* Aim
Rewrite the part of the listing between the lines holding "Target: green foliage" and "18 68 L 13 66", inclusive, changing "instance" to "occurrence" wherever it occurs and keeping everything else the same. Leave the pictures out.

* Given records
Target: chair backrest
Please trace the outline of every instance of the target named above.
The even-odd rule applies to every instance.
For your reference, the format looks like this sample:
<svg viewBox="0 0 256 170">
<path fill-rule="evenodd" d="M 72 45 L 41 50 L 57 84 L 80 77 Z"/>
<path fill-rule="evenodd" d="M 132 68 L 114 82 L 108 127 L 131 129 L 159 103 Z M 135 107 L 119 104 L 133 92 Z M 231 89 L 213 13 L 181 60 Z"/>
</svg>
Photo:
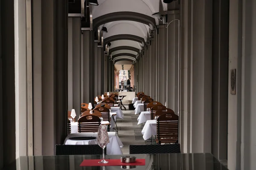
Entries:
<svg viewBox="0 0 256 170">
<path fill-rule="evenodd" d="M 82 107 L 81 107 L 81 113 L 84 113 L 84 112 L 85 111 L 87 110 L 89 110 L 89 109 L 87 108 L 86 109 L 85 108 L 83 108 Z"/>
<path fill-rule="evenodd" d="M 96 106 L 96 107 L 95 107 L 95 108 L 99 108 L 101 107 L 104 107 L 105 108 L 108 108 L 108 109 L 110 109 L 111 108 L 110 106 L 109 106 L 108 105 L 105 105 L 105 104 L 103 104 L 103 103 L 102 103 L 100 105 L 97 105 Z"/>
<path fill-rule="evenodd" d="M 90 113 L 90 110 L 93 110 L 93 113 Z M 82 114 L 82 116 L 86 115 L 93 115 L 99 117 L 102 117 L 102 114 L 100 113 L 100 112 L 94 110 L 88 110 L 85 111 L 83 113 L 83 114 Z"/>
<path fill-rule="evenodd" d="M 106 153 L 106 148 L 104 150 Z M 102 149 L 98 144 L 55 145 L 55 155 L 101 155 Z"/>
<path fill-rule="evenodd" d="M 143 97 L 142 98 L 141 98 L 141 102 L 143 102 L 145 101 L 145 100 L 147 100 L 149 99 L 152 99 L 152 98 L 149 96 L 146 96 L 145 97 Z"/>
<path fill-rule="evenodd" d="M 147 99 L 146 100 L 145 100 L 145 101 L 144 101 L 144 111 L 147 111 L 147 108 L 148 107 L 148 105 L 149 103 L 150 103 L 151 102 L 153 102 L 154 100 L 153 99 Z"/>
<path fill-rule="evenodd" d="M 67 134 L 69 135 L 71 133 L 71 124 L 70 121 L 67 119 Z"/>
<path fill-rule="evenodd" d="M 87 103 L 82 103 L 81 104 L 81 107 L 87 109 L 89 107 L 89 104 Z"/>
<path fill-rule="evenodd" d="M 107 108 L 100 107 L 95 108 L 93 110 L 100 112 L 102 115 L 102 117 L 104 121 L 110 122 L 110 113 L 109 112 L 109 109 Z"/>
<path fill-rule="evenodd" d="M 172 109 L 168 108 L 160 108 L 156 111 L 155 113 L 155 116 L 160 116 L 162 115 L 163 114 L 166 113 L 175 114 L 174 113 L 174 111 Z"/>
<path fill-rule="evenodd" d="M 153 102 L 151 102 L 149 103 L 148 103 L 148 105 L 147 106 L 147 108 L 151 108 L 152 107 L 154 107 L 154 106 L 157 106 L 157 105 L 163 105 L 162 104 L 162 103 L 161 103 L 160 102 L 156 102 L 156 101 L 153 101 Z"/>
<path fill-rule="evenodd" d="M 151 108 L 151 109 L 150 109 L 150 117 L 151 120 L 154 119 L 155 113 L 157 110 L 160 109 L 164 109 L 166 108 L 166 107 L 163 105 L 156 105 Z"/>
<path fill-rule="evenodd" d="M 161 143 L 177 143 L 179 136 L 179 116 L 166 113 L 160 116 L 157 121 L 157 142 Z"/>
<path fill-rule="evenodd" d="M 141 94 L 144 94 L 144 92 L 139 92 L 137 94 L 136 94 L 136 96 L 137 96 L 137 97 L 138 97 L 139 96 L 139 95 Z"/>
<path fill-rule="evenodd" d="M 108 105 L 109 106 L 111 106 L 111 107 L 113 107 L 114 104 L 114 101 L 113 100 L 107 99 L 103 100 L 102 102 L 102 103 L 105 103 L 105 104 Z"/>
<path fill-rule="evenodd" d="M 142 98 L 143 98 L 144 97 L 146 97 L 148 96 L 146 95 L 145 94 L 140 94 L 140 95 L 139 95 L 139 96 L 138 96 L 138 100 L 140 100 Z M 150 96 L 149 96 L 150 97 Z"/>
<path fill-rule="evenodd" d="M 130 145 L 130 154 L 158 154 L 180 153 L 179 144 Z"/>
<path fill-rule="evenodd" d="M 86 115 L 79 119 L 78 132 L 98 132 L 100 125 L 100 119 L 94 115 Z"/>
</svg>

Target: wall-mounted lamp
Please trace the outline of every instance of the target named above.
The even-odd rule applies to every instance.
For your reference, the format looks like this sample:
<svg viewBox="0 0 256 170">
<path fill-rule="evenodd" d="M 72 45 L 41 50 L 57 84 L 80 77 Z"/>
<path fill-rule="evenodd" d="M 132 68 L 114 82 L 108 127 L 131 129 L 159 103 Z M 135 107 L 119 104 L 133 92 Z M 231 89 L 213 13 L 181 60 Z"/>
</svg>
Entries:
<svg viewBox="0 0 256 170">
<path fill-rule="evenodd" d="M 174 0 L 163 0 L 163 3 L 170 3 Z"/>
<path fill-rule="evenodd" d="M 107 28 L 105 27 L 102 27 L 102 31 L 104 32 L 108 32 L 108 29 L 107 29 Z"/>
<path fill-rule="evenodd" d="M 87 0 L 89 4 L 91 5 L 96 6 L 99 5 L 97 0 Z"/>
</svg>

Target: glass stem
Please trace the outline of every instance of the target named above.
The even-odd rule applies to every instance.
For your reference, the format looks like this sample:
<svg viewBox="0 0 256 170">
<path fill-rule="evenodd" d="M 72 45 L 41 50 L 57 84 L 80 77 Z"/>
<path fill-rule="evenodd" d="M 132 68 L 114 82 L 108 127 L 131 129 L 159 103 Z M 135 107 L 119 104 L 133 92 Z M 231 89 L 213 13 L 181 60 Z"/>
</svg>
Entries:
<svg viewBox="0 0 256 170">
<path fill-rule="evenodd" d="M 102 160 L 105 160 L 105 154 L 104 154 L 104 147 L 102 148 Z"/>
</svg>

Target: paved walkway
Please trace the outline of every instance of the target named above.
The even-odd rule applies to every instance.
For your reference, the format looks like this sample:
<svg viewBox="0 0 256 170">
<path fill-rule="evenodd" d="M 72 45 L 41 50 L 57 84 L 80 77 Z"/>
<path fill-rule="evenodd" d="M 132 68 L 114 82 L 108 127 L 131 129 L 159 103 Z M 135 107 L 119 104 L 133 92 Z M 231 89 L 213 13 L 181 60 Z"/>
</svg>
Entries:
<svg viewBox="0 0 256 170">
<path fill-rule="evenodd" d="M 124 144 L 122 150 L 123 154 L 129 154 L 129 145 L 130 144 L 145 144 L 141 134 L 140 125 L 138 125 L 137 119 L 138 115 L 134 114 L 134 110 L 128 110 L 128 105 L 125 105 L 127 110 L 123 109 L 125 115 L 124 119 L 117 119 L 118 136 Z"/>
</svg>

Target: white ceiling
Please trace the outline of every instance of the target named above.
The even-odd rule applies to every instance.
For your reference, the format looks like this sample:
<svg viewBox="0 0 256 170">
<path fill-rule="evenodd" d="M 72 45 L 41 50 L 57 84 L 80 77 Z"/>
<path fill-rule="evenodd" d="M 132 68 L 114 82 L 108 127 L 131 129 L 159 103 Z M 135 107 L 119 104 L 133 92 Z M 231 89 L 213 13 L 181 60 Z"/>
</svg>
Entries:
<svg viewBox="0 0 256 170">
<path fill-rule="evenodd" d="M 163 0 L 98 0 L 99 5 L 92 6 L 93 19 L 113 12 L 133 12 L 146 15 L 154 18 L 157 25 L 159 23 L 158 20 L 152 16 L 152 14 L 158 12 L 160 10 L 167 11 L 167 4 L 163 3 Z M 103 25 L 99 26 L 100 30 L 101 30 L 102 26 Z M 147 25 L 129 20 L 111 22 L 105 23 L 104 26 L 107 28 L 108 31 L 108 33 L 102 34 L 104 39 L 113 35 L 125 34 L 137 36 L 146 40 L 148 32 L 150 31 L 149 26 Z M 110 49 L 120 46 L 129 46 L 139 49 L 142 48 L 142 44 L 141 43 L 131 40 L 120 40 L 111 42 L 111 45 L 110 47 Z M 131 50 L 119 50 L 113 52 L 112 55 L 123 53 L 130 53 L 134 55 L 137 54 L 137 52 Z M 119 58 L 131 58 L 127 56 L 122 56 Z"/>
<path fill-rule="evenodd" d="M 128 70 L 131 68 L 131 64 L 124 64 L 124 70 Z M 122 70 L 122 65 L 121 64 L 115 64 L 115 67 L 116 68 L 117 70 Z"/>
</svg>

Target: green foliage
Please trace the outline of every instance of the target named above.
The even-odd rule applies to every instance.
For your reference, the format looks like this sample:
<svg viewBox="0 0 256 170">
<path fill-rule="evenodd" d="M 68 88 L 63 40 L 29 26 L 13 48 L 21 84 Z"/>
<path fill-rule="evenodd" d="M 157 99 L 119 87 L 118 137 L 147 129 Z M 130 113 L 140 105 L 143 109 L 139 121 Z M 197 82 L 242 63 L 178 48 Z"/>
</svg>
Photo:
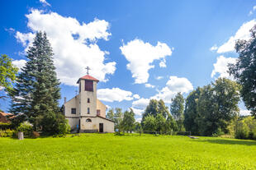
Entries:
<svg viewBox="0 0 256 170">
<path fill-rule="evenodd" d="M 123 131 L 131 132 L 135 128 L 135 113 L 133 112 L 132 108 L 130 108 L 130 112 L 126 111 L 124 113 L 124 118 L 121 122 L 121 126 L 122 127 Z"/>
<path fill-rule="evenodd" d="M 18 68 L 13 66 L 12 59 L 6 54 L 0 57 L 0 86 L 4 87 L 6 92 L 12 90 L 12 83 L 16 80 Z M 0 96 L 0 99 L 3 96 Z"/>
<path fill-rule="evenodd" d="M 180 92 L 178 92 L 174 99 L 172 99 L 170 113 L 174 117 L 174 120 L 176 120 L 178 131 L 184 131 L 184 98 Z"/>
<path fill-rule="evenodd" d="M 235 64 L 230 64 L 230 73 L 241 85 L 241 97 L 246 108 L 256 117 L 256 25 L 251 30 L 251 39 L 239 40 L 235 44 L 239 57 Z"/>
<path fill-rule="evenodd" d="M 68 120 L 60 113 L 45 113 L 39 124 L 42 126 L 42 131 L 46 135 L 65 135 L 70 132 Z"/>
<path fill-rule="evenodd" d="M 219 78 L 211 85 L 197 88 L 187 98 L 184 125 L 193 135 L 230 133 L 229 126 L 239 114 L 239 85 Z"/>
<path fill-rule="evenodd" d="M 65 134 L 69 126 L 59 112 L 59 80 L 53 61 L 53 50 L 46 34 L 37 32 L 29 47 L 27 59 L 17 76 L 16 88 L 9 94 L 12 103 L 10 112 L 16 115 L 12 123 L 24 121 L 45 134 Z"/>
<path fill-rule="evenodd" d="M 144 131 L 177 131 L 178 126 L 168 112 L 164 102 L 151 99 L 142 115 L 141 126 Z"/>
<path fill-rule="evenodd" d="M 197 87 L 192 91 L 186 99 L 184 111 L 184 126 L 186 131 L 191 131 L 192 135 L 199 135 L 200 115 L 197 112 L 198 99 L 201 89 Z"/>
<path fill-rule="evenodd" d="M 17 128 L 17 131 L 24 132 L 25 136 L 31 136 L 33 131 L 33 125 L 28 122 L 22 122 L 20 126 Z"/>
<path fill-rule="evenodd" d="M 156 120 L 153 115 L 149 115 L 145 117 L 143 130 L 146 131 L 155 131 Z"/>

* Exercise result
Target: green foliage
Please trace the outline of every occurrence of the target named above.
The even-odd rule applies to every occurrence.
For your reference, the format looks like this sample:
<svg viewBox="0 0 256 170">
<path fill-rule="evenodd" d="M 68 88 L 63 40 L 29 26 L 13 48 L 21 84 Z"/>
<path fill-rule="evenodd" d="M 157 99 L 119 87 L 118 137 L 147 129 Z M 130 113 L 140 105 L 143 109 L 139 121 Z M 197 82 L 242 63 L 178 48 Z"/>
</svg>
Photo:
Entries:
<svg viewBox="0 0 256 170">
<path fill-rule="evenodd" d="M 123 131 L 131 132 L 135 128 L 135 113 L 133 112 L 132 108 L 130 108 L 130 112 L 126 111 L 124 113 L 124 118 L 121 122 L 121 126 L 122 127 Z"/>
<path fill-rule="evenodd" d="M 18 68 L 13 66 L 12 59 L 6 54 L 0 57 L 0 86 L 4 87 L 6 92 L 12 90 L 12 83 L 16 80 Z M 0 96 L 0 99 L 3 96 Z"/>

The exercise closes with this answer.